Segment Start: Excerpted data
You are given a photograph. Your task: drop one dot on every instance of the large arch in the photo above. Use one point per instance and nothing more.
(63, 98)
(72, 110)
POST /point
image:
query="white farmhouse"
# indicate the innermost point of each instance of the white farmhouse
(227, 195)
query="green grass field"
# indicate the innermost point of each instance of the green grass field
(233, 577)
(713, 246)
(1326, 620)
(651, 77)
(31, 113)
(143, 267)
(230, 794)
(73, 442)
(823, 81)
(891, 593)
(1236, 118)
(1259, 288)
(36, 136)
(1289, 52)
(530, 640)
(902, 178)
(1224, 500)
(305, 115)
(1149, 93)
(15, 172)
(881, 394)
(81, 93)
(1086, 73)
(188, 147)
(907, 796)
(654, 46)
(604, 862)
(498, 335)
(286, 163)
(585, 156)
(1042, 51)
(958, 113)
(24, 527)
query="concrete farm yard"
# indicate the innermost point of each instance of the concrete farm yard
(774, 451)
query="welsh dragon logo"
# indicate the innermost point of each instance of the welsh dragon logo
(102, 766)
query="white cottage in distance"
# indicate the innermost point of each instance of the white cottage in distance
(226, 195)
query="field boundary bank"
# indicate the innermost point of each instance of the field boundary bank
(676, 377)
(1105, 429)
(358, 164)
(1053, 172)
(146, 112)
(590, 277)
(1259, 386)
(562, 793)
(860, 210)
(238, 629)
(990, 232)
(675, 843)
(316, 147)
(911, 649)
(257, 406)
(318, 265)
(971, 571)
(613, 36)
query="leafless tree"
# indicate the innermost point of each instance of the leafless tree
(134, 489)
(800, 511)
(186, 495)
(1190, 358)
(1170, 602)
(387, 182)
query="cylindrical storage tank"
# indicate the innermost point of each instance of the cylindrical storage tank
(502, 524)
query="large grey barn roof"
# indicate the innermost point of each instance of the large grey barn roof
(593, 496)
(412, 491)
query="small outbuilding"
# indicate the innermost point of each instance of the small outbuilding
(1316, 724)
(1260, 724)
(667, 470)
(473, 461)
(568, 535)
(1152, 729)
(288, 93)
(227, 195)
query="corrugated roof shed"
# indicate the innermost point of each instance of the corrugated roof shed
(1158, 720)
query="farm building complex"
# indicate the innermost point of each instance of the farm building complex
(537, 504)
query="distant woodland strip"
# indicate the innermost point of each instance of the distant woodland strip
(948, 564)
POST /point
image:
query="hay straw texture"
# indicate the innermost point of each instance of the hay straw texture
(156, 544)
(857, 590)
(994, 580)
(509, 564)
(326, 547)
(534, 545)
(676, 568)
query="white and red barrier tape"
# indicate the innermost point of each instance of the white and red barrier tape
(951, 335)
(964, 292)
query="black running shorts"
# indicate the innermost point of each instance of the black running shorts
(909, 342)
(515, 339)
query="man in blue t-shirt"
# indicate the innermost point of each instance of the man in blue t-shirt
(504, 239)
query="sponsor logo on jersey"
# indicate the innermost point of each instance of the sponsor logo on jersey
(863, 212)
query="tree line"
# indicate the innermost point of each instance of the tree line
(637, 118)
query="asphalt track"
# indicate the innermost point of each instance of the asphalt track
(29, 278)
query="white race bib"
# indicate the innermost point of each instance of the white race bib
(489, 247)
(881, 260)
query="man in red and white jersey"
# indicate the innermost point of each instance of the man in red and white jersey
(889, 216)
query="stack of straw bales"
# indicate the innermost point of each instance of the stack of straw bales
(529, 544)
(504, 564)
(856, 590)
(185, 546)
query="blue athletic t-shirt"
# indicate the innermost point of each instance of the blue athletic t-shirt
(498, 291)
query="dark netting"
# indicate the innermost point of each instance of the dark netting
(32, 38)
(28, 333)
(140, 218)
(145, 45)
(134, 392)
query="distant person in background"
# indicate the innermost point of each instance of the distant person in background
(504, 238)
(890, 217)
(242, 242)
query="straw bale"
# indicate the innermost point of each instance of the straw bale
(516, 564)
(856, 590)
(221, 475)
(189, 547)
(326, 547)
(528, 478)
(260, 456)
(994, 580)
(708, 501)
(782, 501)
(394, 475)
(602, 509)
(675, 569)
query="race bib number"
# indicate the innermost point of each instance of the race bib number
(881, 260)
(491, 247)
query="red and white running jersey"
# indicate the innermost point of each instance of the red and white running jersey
Segment End: Excerpted data
> **Task directions**
Could you reproduce every record exactly as written?

> **Response below**
You are given a photograph. Your task: drop one dot on every instance of the large arch in the photo above. Use one point per instance and nothing more.
(63, 98)
(72, 110)
POST /point
image:
query="white farmhouse"
# indicate the innermost point of each instance of the white farmhouse
(227, 195)
query="green grass field"
# indicate the innermost point of each instance of the green grass field
(233, 577)
(713, 246)
(1326, 620)
(651, 77)
(31, 113)
(143, 267)
(230, 794)
(73, 442)
(823, 81)
(891, 593)
(1236, 118)
(1259, 288)
(36, 136)
(1289, 52)
(530, 640)
(902, 178)
(1224, 500)
(305, 115)
(1149, 93)
(15, 172)
(881, 394)
(81, 93)
(1086, 73)
(188, 147)
(907, 796)
(654, 46)
(604, 862)
(498, 335)
(286, 163)
(585, 156)
(1042, 51)
(958, 113)
(24, 527)
query="concrete farm yard"
# indicate the innermost point of each instance of the concrete farm yard
(774, 451)
query="welsh dragon logo"
# indicate the innermost point of each instance of the welsh dragon logo
(102, 766)
query="white cottage in distance"
# indicate the innermost point of each instance of the white cottage in distance
(226, 195)
query="field boundary bank"
# indicate the innermost point of each instance of the field boundary bank
(676, 377)
(1105, 429)
(358, 164)
(1053, 172)
(146, 112)
(590, 277)
(1259, 386)
(562, 793)
(860, 210)
(238, 629)
(990, 232)
(675, 843)
(316, 147)
(911, 649)
(257, 406)
(318, 265)
(971, 571)
(613, 36)
query="leafless tree"
# indicate the innermost point of each instance of the leafless tree
(134, 489)
(800, 511)
(186, 495)
(1190, 358)
(1170, 602)
(387, 182)
query="cylindrical storage tank"
# indicate the innermost point of each instance of the cylindrical storage tank
(502, 524)
query="large grey barn roof"
# indicate the innermost point of each instance of the large grey barn roof
(593, 496)
(412, 491)
query="small outbuilding"
# indicate the innermost point of each instance of the small outbuilding
(1316, 724)
(1260, 724)
(667, 470)
(473, 461)
(568, 535)
(1152, 729)
(288, 93)
(227, 195)
query="corrugated roof shed"
# indicate the innermost point of each instance of the corrugated roof shed
(1158, 720)
query="farm building complex"
# indicate the innermost point of each instance of the farm building complex
(537, 504)
query="distant woodland strip"
# indicate the innermost point of each instance of the distant woodland strip
(948, 564)
POST /point
image:
query="hay straw texture"
# indicate the innermost point of each instance of the hay straw texture
(156, 544)
(857, 590)
(994, 580)
(509, 564)
(326, 547)
(534, 545)
(676, 568)
query="white and red barrier tape"
# indicate the innermost point of each instance of the white and red barrier tape
(951, 335)
(964, 292)
query="black running shorts"
# indicate the innermost point of each instance of the black running shorts
(909, 342)
(515, 339)
query="man in blue t-shirt"
# indicate the innermost point of each instance of the man in blue t-shirt
(504, 239)
query="sponsor logo on jersey"
# indicate the innermost point of each instance of the sponsor logo on jersey
(863, 212)
query="tree line"
# indicate the innermost point of each instance of the tree line
(637, 118)
query="asphalt track"
# indicate the innermost point of each instance of the asphalt track
(29, 278)
query="white race bib"
# indicate the innermost point of each instance of the white race bib
(489, 247)
(881, 260)
query="man in red and white jersey"
# indicate the innermost point of each instance of the man in red and white jersey
(889, 216)
query="stack of straw bales"
# indicate the innermost point of each instance of the stack of straw bales
(529, 544)
(504, 564)
(856, 590)
(185, 546)
query="blue athletic t-shirt"
# indicate the innermost point of each instance of the blue athletic t-shirt
(498, 291)
query="dark netting"
# indicate the innermost point of each instance of the dark netting
(32, 38)
(28, 333)
(140, 218)
(145, 45)
(134, 392)
query="distant person in background"
# indicate the innermost point of each instance of the distant person in background
(504, 238)
(890, 217)
(242, 242)
query="straw bale"
# indicate the innermost point of each instance of the straw bale
(516, 564)
(856, 590)
(221, 475)
(189, 547)
(326, 547)
(528, 478)
(260, 456)
(994, 580)
(708, 501)
(782, 501)
(394, 475)
(602, 509)
(675, 569)
query="race bib number"
# indicate the innermost point of each instance of the race bib number
(881, 260)
(491, 247)
query="red and white running jersey"
# indicate the innermost point of each instance of the red and white running jersey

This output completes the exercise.